* _Assignment 1_
In the breast cancer screening report below, retype the part from "FRIDAY, April 21, 2023" up to and including "to early-onset disease.".
* _Assignment 2_
Summarize the breast cancer screening report below in two sentences.

* _Passage_
FRIDAY, April 21, 2023 (HealthDay News) — In a report published online April 19 in JAMA Network Open, evidence-based race-adapted starting ages are suggested for breast cancer screening to address mortality due to early-onset disease.

Tianhui Chen, M.D., Ph.D., from Zhejiang Cancer Hospital in Hangzhou, China, and colleagues conducted a nationwide population-based cross-sectional study using data on breast cancer mortality in women in the United States. The analysis included 415,277 breast cancer-specific female deaths that occurred between 2011 and 2020.

The researchers found that breast cancer mortality was 27, 15, and 11 deaths per 100,000 person-years in Black; White; and American Indian or Alaska Native, Hispanic, and Asian or Pacific Islander women, respectively, for ages 40 to 49 years. When breast cancer screening was recommended to start at age 50 years for all women with a 10-year cumulative risk for breast cancer death of 0.329 percent, Black; White; American Indian or Alaska Native and Hispanic; and Asian or Pacific Islander women reached this threshold at 42, 51, 57, and 61 years, respectively. For a benchmark starting age of mass screening in the population at age 40 years and age 45 years, race and ethnicity-adapted starting ages were six and seven years earlier, respectively, for Black women.

“Health policy makers may consider the alternative, risk-adapted approach in which individuals, such as Black females, who are at high risk are screened earlier,” the authors write.

* _Record excerpts_
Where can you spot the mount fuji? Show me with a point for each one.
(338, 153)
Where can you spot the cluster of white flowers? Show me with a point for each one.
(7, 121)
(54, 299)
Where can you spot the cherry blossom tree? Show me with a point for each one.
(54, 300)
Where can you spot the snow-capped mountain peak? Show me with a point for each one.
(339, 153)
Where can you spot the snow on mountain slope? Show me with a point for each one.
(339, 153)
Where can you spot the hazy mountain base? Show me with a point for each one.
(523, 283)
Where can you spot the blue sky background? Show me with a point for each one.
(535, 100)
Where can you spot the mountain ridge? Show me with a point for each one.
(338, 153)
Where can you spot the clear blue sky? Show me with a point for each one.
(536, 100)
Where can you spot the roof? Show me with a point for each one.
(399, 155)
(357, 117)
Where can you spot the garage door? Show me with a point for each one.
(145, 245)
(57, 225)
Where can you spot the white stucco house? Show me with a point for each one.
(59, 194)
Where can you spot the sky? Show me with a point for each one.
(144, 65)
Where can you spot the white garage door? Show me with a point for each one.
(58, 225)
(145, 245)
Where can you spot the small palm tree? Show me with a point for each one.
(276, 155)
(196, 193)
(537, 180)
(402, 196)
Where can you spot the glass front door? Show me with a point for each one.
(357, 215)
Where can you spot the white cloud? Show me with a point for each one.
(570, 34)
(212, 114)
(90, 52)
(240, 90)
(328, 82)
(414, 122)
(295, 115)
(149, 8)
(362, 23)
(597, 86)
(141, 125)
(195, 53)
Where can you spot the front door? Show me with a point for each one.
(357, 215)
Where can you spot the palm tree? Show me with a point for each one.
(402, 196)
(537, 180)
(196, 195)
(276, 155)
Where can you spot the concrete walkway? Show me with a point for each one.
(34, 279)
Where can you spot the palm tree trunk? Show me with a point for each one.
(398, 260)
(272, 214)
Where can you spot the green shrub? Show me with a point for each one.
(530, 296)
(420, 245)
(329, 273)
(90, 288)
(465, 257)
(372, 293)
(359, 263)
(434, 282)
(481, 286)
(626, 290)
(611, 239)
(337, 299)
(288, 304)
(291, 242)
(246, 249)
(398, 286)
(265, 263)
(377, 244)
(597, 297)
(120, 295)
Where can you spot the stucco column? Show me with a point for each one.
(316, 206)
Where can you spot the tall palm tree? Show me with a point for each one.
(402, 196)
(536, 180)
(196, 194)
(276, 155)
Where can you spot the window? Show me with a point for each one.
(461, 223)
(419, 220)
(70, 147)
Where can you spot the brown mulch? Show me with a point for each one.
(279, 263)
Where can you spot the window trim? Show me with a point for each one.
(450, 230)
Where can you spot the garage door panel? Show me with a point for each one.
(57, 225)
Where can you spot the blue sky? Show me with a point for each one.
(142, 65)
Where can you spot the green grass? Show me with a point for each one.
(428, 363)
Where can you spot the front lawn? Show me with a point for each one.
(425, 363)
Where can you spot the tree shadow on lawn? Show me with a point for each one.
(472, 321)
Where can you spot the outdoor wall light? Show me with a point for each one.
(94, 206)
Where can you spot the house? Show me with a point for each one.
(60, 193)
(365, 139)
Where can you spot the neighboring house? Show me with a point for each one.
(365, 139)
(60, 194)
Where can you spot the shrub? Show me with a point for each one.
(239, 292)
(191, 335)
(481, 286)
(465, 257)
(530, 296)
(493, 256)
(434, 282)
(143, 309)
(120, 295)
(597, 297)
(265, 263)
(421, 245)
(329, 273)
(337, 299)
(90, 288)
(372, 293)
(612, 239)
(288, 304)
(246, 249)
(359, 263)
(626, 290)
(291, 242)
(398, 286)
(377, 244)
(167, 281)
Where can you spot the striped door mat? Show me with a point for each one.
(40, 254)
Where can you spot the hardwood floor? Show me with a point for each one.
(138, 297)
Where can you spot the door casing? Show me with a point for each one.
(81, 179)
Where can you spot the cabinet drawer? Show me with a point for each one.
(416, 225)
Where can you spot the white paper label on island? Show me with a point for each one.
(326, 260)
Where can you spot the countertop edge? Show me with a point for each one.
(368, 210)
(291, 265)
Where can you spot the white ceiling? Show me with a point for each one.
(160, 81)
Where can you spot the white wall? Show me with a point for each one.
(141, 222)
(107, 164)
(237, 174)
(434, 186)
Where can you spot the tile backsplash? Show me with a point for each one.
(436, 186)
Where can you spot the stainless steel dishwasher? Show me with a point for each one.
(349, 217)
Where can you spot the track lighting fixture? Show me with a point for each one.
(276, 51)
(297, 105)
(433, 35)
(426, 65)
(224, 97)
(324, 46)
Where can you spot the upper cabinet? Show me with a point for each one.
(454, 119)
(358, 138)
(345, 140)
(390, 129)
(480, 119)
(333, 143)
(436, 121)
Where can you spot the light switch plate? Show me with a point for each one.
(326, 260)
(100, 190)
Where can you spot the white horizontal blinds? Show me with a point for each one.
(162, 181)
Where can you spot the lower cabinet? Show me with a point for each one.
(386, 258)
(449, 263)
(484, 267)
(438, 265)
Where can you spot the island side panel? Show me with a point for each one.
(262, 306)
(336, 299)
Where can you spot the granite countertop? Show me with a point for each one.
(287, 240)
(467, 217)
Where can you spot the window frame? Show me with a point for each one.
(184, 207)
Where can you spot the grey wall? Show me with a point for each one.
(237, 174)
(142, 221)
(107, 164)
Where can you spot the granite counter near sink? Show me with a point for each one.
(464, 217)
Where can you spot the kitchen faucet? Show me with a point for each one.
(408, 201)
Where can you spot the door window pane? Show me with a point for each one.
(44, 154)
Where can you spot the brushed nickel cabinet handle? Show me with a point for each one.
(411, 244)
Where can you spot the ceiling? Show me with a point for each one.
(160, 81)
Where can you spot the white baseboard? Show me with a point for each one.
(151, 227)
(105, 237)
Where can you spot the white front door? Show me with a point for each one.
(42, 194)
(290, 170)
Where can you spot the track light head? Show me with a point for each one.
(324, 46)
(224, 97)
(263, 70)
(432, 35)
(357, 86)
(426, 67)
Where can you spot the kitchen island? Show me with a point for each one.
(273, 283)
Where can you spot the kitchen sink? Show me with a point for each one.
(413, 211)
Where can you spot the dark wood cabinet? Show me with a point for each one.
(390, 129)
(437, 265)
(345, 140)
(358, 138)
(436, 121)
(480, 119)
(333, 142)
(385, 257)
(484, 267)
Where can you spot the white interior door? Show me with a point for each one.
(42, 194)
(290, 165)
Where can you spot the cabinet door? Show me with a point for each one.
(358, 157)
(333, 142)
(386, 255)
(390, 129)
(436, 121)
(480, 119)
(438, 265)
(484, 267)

* _Written answer 1_
FRIDAY, April 21, 2023 (HealthDay News) — In a report published online April 19 in JAMA Network Open, evidence-based race-adapted starting ages are suggested for breast cancer screening to address mortality due to early-onset disease.

* _Written answer 2_
A report in JAMA Network Open suggests race-adapted starting ages for breast cancer screening, based on a study of 415,277 breast cancer deaths among U.S. women between 2011 and 2020. Black women reached the 10-year cumulative risk threshold of 0.329 percent at age 42, compared with ages 51 to 61 for other groups, and the authors suggest screening high-risk individuals such as Black females earlier.